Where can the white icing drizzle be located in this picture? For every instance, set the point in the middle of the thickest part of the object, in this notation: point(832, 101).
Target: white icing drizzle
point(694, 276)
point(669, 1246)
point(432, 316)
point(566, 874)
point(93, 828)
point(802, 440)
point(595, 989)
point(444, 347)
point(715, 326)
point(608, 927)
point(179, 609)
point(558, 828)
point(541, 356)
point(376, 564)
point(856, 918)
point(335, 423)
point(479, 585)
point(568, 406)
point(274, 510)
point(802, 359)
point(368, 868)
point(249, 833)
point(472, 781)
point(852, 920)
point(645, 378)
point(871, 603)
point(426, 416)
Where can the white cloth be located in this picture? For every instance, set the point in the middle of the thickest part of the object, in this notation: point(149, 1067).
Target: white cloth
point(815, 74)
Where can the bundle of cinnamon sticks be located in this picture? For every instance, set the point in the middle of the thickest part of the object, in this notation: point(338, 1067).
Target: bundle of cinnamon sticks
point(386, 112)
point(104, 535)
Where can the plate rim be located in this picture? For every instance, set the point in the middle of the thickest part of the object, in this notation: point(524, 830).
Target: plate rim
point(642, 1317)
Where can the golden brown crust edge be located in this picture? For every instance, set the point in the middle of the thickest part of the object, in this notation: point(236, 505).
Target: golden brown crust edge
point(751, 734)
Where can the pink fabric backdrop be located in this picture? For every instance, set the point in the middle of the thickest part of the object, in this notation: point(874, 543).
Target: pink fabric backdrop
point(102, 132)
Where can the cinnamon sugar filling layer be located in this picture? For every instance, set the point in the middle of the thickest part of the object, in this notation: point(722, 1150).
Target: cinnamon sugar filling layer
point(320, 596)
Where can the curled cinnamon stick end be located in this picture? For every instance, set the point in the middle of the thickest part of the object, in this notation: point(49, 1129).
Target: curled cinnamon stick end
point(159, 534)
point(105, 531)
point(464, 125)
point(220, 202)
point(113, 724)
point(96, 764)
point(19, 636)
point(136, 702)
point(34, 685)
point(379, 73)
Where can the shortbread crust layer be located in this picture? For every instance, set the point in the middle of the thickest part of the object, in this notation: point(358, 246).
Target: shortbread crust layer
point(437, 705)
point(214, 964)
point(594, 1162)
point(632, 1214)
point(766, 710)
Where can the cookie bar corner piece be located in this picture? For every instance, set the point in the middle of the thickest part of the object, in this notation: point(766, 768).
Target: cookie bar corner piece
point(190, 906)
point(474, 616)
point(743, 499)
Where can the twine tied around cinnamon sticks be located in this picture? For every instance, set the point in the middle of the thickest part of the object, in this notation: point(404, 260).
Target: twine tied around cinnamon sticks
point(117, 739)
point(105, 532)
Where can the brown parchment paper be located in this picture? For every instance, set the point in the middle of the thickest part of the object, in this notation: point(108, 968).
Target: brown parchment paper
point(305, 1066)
..........
▶ How to complete this task
Beginning with the line that contains "Where can the curled", write out every line through the end of the entries above, exactly.

▶ Answer below
Where can the curled cinnamon stick end be located in this picture? For every instance, set the point in the middle of the thickest part of the object, in this notation: point(49, 1129).
Target: curled cinnamon stick end
point(159, 534)
point(105, 531)
point(464, 125)
point(220, 202)
point(113, 724)
point(96, 764)
point(19, 636)
point(136, 702)
point(34, 685)
point(379, 73)
Where can the shortbread crust layer be located in this picture? For every instance, set the point in the middle of the thickest part of the object, in this notation: point(358, 246).
Target: shortbread crust layer
point(437, 705)
point(214, 964)
point(594, 1162)
point(632, 1214)
point(766, 710)
Where can the cookie bar corner piece be located in this picture? For every instance, set the point in the middle of the thickest part of the object, in this notation: point(766, 768).
Target: cookie bar corner piece
point(190, 906)
point(474, 616)
point(743, 499)
Where can the twine tied around cinnamon sticks be located in this picture? For every instance, set the point in the middle of the thickest part of the object, in this notation: point(404, 260).
Target: twine tied around cinnamon sticks
point(117, 739)
point(105, 532)
Where can the brown parchment paper be located in this picture? For every instance, set the point in the middle of the thickest part of the object, in this notation: point(108, 968).
Target: brown parchment paper
point(305, 1066)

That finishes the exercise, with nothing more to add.